## [WHAT YOU NEED TO DO]
Give back every entry in full, exactly as it reads.

== SOURCE DATA

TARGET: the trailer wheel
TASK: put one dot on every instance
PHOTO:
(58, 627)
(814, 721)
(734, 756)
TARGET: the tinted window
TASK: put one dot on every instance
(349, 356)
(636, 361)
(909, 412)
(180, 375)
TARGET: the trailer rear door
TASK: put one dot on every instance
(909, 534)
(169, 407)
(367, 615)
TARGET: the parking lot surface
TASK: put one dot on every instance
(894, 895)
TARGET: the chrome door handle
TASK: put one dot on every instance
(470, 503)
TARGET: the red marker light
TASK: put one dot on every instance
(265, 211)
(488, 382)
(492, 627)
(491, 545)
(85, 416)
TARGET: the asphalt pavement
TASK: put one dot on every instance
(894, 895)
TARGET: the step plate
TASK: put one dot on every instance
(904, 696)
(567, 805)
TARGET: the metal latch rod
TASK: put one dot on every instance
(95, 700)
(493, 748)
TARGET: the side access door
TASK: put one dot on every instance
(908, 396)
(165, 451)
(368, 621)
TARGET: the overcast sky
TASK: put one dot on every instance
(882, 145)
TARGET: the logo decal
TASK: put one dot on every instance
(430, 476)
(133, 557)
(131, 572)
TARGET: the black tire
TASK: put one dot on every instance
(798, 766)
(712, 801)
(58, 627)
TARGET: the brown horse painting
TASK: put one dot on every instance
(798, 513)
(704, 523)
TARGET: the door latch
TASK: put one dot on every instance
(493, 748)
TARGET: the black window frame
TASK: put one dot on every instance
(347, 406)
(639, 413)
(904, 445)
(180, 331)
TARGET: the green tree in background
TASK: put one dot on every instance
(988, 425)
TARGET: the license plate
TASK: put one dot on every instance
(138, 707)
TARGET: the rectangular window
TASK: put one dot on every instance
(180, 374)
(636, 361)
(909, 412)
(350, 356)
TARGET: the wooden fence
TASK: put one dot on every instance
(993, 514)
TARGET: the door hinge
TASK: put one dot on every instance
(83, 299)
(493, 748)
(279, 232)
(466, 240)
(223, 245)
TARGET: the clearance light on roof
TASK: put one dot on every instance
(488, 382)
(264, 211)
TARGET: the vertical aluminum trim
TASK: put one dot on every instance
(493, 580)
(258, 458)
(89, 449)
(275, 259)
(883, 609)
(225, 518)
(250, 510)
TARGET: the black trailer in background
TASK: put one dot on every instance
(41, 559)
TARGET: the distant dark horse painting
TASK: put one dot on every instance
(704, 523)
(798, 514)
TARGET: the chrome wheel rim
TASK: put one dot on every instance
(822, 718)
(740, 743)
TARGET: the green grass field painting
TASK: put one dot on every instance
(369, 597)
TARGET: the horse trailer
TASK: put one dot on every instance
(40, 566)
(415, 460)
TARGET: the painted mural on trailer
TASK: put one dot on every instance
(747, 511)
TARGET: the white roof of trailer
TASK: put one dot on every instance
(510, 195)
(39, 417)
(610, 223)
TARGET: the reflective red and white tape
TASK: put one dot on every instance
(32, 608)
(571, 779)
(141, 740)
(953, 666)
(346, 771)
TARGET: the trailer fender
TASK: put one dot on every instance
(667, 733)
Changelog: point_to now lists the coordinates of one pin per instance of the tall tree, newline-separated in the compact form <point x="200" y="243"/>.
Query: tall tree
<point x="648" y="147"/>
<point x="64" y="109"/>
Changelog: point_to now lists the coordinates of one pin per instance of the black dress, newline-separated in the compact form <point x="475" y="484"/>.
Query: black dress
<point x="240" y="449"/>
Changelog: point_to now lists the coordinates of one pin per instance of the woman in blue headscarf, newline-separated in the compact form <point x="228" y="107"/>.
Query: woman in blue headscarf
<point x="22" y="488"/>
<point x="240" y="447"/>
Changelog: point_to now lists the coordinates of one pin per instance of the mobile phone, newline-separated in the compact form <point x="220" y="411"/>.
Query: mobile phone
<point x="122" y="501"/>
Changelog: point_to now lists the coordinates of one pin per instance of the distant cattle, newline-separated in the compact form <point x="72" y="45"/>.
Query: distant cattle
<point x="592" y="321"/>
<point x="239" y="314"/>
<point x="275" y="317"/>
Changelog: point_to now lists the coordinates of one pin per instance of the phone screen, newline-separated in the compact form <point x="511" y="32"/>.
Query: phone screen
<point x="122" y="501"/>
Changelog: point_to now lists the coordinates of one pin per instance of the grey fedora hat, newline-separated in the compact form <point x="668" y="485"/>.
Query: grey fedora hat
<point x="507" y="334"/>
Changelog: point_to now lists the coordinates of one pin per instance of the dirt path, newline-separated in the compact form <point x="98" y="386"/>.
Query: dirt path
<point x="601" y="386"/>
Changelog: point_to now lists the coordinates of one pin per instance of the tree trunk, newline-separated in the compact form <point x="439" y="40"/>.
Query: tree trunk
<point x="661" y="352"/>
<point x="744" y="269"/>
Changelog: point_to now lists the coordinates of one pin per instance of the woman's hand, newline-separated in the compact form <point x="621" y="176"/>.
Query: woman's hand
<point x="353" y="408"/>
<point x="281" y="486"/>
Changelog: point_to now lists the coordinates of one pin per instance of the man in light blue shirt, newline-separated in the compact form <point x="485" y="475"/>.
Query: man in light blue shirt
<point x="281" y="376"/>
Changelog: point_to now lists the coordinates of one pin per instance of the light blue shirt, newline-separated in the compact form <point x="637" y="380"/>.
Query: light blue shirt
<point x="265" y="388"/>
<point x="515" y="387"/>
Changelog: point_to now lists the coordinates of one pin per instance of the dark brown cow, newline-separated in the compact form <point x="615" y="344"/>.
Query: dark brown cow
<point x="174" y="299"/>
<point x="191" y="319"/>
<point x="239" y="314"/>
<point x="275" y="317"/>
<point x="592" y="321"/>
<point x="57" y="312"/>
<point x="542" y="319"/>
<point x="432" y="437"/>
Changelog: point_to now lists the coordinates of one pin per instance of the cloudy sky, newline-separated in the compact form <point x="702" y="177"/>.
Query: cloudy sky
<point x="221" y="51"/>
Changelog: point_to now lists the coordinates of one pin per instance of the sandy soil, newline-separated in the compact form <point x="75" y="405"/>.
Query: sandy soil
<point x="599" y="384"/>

====

## [FINAL ANSWER]
TARGET: the trailer wheel
TASK: put one dot on every instance
PHOTO:
(58, 627)
(814, 721)
(734, 756)
TARGET: the tinted window
TASK: put one dot on every instance
(349, 356)
(636, 361)
(909, 412)
(180, 375)
TARGET: the trailer rear door
TASK: put one dot on every instance
(909, 534)
(169, 407)
(367, 615)
TARGET: the parking lot surface
TASK: put one dot on every instance
(894, 895)
TARGET: the chrome door handle
TASK: put one dot on every instance
(470, 503)
TARGET: the red marker light
TASK: put one dot on every instance
(265, 211)
(488, 382)
(492, 627)
(491, 545)
(85, 416)
TARGET: the asphalt pavement
TASK: put one dot on every instance
(894, 895)
TARGET: the step plate
TASK: put one dot on every instance
(904, 696)
(567, 805)
TARGET: the metal latch rod
TASK: put one dot on every instance
(95, 700)
(493, 748)
TARGET: the side access door
TASK: put one dot on every instance
(908, 396)
(165, 451)
(368, 621)
TARGET: the overcast sky
TASK: put one dot on every instance
(882, 145)
TARGET: the logo decal
TASK: put one dot on every instance
(430, 476)
(133, 557)
(131, 572)
TARGET: the black tire
TASK: put one dot on every instance
(798, 766)
(712, 801)
(58, 627)
TARGET: the brown horse painting
TASK: put one dot on every instance
(798, 513)
(704, 523)
TARGET: the door latch
TASK: put one dot on every instance
(493, 748)
TARGET: the black window frame
TASK: put one dot on every instance
(347, 406)
(639, 413)
(904, 445)
(180, 331)
TARGET: the green tree in background
TASK: put one dot on every instance
(988, 425)
TARGET: the license plate
TASK: put one dot on every instance
(138, 707)
TARGET: the rectangular window
TASK: put one dot on every instance
(180, 374)
(636, 361)
(909, 412)
(350, 356)
TARGET: the wooden fence
TASK: put one dot on every instance
(993, 514)
TARGET: the door hinge
TASK: put one dot on every instance
(83, 299)
(493, 748)
(279, 232)
(466, 240)
(223, 245)
TARGET: the clearance light on roof
TASK: put one dot on every instance
(488, 382)
(264, 211)
TARGET: the vertical aluminum trim
TASK: put one dot on every instance
(493, 580)
(258, 458)
(89, 449)
(275, 259)
(883, 609)
(225, 518)
(250, 510)
TARGET: the black trailer in background
TASK: put one dot on every instance
(41, 559)
TARGET: the distant dark horse painting
TASK: put one dot on every instance
(704, 523)
(798, 514)
TARGET: the chrome wheel rim
TASK: put one dot on every instance
(822, 718)
(740, 743)
TARGET: the green grass field painting
TASK: put one dot on every instance
(369, 597)
TARGET: the horse trailer
TASK: put one dot on every instance
(40, 566)
(415, 460)
TARGET: the painted mural on trailer
TASK: put one dot on every instance
(747, 511)
TARGET: the white roof of trailer
TASK: put one dot on every instance
(510, 195)
(39, 417)
(610, 223)
TARGET: the reflective red and white tape
TASK: put one dot on every instance
(32, 608)
(571, 779)
(141, 740)
(953, 666)
(346, 771)
TARGET: the trailer fender
TASK: put one dot on every instance
(667, 733)
Changelog: point_to now lists the coordinates of one pin per instance of the tall tree, newline-separated in the compact form <point x="200" y="243"/>.
Query: tall tree
<point x="648" y="147"/>
<point x="64" y="109"/>
Changelog: point_to now lists the coordinates of one pin per instance of the black dress, newline-separated in the compact form <point x="475" y="484"/>.
Query: black dress
<point x="240" y="449"/>
Changelog: point_to now lists the coordinates of one pin per instance of the woman in blue headscarf, newline-separated in the compact form <point x="228" y="107"/>.
Query: woman in blue headscarf
<point x="22" y="488"/>
<point x="240" y="447"/>
Changelog: point_to now lists the coordinates of one pin per instance of the mobile phone, newline-separated in the compact form <point x="220" y="411"/>.
Query: mobile phone
<point x="122" y="501"/>
Changelog: point_to now lists the coordinates of one pin per instance of the distant cattle, newline-separated in the compact form <point x="72" y="45"/>.
Query: distant cattle
<point x="592" y="321"/>
<point x="239" y="314"/>
<point x="275" y="317"/>
Changelog: point_to now lists the coordinates of one pin per instance of the phone screen, newline-separated in the compact form <point x="511" y="32"/>.
Query: phone screen
<point x="122" y="501"/>
Changelog: point_to now lists the coordinates of one pin per instance of the grey fedora hat, newline-separated in the compact form <point x="668" y="485"/>.
Query: grey fedora hat
<point x="507" y="334"/>
Changelog: point_to now lists the coordinates of one pin per instance of the dirt path, newline-separated in the compact form <point x="98" y="386"/>.
Query: dirt path
<point x="601" y="386"/>
Changelog: point_to now lists the coordinates of one pin per instance of the tree trunk, newline-separated in the compact form <point x="439" y="40"/>.
Query: tree trunk
<point x="661" y="352"/>
<point x="744" y="269"/>
Changelog: point_to now lists the coordinates of one pin per instance of the woman's hand, newline-separated in the compact form <point x="621" y="176"/>.
Query: woman's hand
<point x="353" y="408"/>
<point x="281" y="486"/>
Changelog: point_to now lists the coordinates of one pin per instance of the man in light blue shirt, newline-separated in the compact form <point x="485" y="475"/>.
Query: man in light blue shirt
<point x="281" y="376"/>
Changelog: point_to now lists the coordinates of one pin per instance of the light blue shirt, newline-separated in the compact form <point x="637" y="380"/>.
Query: light blue shirt
<point x="265" y="388"/>
<point x="515" y="387"/>
Changelog: point_to now lists the coordinates of one pin per instance of the dark brown cow, newline-separated in the compact form <point x="615" y="344"/>.
Query: dark brown cow
<point x="174" y="299"/>
<point x="191" y="319"/>
<point x="239" y="314"/>
<point x="275" y="317"/>
<point x="592" y="321"/>
<point x="57" y="312"/>
<point x="542" y="319"/>
<point x="432" y="437"/>
Changelog: point_to now lists the coordinates of one pin per instance of the cloudy sky, newline-separated in the compact form <point x="702" y="177"/>.
Query: cloudy sky
<point x="221" y="51"/>
Changelog: point_to now lists the coordinates of one pin per instance of the sandy soil, newline-separated in the compact form <point x="75" y="405"/>.
Query: sandy soil
<point x="599" y="384"/>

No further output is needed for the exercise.